» PROBLEM TO SOLVE
Could you give back the listing below exactly, every line included?

*** RECORDS SHOWN ***

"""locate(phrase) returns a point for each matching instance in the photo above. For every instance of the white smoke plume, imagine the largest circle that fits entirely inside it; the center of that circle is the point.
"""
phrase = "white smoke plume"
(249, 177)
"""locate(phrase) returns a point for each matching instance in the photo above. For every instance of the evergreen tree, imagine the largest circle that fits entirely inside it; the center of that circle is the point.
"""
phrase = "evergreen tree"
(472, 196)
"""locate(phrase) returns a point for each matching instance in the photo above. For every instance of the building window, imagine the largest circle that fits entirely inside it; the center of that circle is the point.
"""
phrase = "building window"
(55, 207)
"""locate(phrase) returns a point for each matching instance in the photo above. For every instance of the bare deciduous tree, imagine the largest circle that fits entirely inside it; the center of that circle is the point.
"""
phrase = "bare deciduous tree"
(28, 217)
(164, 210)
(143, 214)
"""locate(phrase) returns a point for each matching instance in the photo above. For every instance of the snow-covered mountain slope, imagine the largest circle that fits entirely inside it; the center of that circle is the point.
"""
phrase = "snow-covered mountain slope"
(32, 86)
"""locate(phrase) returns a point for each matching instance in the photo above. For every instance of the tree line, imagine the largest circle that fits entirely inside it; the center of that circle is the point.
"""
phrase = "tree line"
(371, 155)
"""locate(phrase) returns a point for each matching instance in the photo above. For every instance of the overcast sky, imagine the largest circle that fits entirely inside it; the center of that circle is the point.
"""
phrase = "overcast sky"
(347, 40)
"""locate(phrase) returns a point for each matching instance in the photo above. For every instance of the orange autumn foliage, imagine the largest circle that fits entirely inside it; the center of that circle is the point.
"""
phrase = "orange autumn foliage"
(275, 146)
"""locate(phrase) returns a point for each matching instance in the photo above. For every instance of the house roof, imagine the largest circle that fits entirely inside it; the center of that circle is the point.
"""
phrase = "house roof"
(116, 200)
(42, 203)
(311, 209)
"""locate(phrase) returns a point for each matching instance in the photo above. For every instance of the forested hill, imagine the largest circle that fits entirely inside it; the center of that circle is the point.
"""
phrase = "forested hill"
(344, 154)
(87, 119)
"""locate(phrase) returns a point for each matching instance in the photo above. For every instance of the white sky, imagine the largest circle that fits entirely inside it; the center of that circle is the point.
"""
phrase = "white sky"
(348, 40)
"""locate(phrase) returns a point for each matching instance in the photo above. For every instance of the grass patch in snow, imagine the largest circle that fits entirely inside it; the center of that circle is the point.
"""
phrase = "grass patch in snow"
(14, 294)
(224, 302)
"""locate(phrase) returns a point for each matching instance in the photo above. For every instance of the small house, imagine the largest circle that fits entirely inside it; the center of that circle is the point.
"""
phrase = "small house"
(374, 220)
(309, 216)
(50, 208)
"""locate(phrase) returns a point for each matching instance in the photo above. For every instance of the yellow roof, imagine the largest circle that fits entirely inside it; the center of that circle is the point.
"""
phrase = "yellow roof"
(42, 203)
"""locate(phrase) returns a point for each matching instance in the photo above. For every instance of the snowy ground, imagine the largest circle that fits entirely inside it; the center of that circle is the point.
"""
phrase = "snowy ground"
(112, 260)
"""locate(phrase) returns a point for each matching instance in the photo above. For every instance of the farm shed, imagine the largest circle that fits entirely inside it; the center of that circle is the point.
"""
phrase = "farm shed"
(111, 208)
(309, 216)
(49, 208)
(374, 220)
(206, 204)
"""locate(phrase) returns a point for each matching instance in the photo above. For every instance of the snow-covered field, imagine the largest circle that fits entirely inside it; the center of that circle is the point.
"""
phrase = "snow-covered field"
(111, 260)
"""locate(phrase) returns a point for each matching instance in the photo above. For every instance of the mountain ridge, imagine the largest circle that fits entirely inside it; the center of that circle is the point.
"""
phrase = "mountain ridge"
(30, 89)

*** End of RECORDS SHOWN ***

» RESPONSE TO THIS TASK
"""locate(phrase) returns a point for each matching instance in the photo above. For every instance of the white smoke plume, imagine the largest circle that fits entirely inside it; the center of that circle is the point.
"""
phrase = "white smoke plume"
(249, 177)
"""locate(phrase) returns a point for each matching instance in the photo above. For every instance of the evergreen tree, imagine the largest circle that fits entirely inside it; the center of that circle is the point.
"""
phrase = "evergreen tree"
(472, 196)
"""locate(phrase) returns a point for each matching instance in the photo above. For every instance of the building window, imagine the largest circle that fits entirely inside it; the center of that circle is the point.
"""
phrase = "building window"
(55, 207)
"""locate(phrase) returns a point for each matching instance in the photo above. For every instance of the bare deciduous tree, imagine the largest circle that fits entirely inside it; the center of that circle is the point.
"""
phrase = "bare deciduous tree"
(28, 217)
(164, 210)
(143, 214)
"""locate(phrase) returns a point for each matching instance in the photo above. For every instance of the snow-covered mountain slope, imagine the largest circle that fits entirely inside it; the center of that circle is the point.
"""
phrase = "snow-covered mountain slope"
(32, 86)
"""locate(phrase) returns a point for each matching instance in the photo above. For every instance of the tree line, imagine the largest circle that fits entirely inside it; the center of that circle is the point.
"""
phrase = "tree line"
(371, 155)
"""locate(phrase) returns a point for each matching instance in the photo above. For every instance of the overcast sky, imagine the largest circle that fits entirely inside it; the center of that circle is the point.
"""
phrase = "overcast sky"
(347, 40)
"""locate(phrase) returns a point for each matching instance in the photo above. For every instance of the orange autumn foliage, imagine the largest circle that fits entirely inside it; the center of that circle is the point.
"""
phrase = "orange autumn foliage"
(275, 146)
"""locate(phrase) returns a point for each matching instance in the photo above. For every instance of the house roof, imagine the largest circle that fits entirely inside it; the center of that circle is the point.
"""
phrase = "house roof"
(116, 200)
(42, 203)
(311, 209)
"""locate(phrase) returns a point for each matching instance in the photo above. For every instance of the forested hill, imagine the largest circle that fits entirely inside it; the center of that circle is the point.
"""
phrase = "forested hill"
(344, 154)
(87, 119)
"""locate(phrase) returns a point for each matching instance in the photo above. For every instance of the white sky, imagine the largest circle that fits entirely inside it; the center of that circle is the point.
"""
phrase = "white sky"
(348, 40)
"""locate(phrase) returns a point for each matching instance in the photo above. For every instance of the grass patch in snow, imagine the largest circle that fits entirely inside it; the center of that circle is the point.
"""
phrase = "grass patch in snow"
(14, 294)
(224, 302)
"""locate(phrase) returns a point for each matching instance in the photo above. For every instance of the small house, imagine the largest circle that fits entirely inside it; the center of that circle is the point.
"""
phrase = "small house"
(374, 220)
(309, 216)
(50, 208)
"""locate(phrase) returns a point for each matching instance in the photo above. For every instance of the yellow roof, imagine the largest circle that fits entirely inside it; the center of that circle is the point.
"""
phrase = "yellow roof"
(42, 203)
"""locate(phrase) returns a point for each matching instance in the photo above. For every instance of the snowy ground, imagine the largest circle that fits entirely inside it; the center of that circle is the point.
"""
phrase = "snowy ground"
(112, 260)
"""locate(phrase) returns a point for each matching instance in the photo above. For every instance of the farm shed, imagine the largest circle that fits entirely inside it; the center of that circle is the point.
"""
phrase = "farm shed"
(111, 208)
(309, 216)
(49, 208)
(374, 220)
(206, 204)
"""locate(phrase) returns a point for each matching instance in the photo above. For every instance of the snow-covered field, imagine the largest circle that fits entirely inside it; the center of that circle is the point.
"""
phrase = "snow-covered field"
(111, 260)
"""locate(phrase) returns a point for each matching instance in the photo above. For every instance of the mountain ridge, imagine the largest circle that fits entirely inside it; the center of that circle is the point.
"""
phrase = "mountain ridge"
(30, 89)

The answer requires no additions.